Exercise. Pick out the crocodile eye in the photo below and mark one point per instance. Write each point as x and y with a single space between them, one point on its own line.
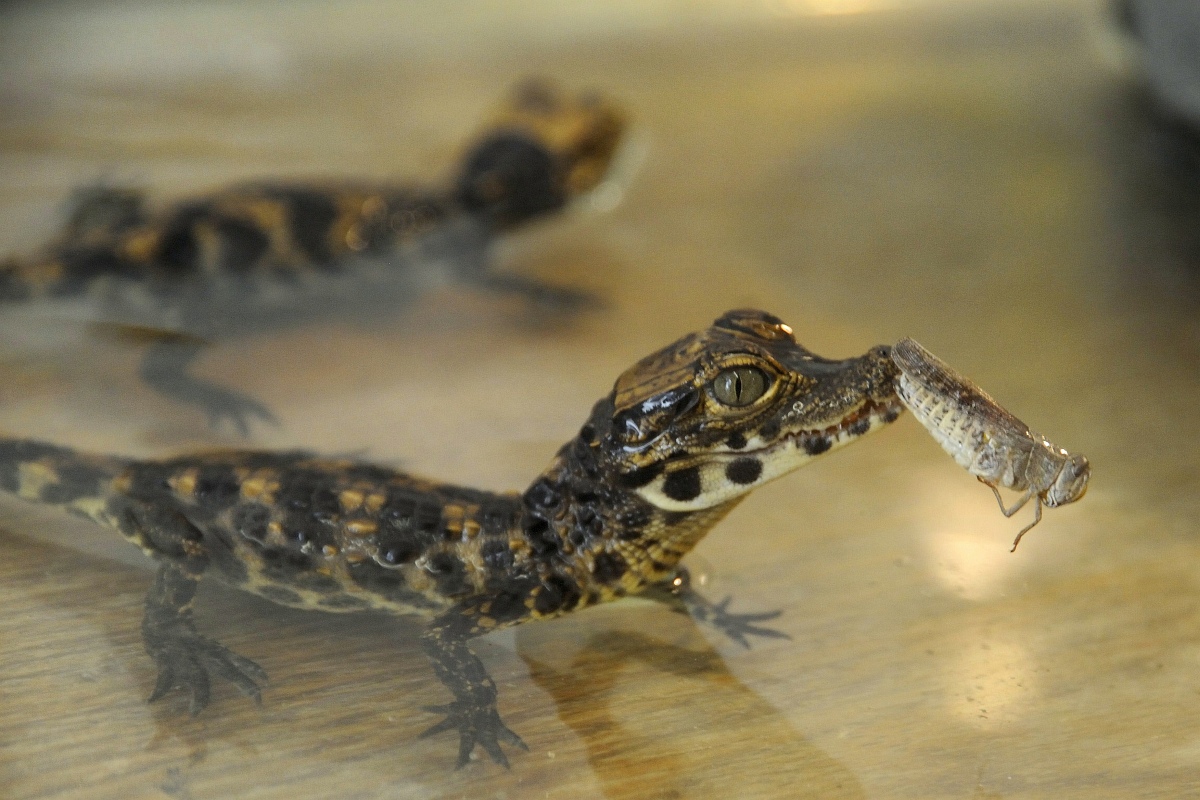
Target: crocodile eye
739 385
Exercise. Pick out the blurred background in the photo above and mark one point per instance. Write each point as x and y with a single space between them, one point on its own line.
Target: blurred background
1014 184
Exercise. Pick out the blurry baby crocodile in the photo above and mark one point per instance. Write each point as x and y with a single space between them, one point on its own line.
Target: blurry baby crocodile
261 256
682 438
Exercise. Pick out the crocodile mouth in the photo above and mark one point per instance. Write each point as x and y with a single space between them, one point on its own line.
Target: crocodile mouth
867 417
708 479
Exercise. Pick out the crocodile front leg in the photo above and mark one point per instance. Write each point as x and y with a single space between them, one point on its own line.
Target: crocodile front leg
677 594
185 659
165 368
473 711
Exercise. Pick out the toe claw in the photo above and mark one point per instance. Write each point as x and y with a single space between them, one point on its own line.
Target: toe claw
477 725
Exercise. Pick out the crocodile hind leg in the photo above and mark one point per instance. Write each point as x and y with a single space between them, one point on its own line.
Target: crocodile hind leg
185 659
165 368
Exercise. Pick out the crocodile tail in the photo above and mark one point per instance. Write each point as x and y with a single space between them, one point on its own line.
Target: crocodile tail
43 473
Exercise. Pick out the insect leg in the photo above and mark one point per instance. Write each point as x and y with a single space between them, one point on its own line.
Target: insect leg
1037 518
1017 506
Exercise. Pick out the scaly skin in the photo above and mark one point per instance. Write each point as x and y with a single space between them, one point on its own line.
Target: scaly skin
══════════
▶ _Assignment_
Each line, from the one that holds "Exercise. Pick out the scaly" through the last line of the entries, must be repeated exactly. Leave out everything else.

▶ _Worked solution_
Exercise. Pick out the scaly skin in the photo above and mark one point per instance. Write each point as x and y with a single space between them, one point on its own line.
Target: scaly skin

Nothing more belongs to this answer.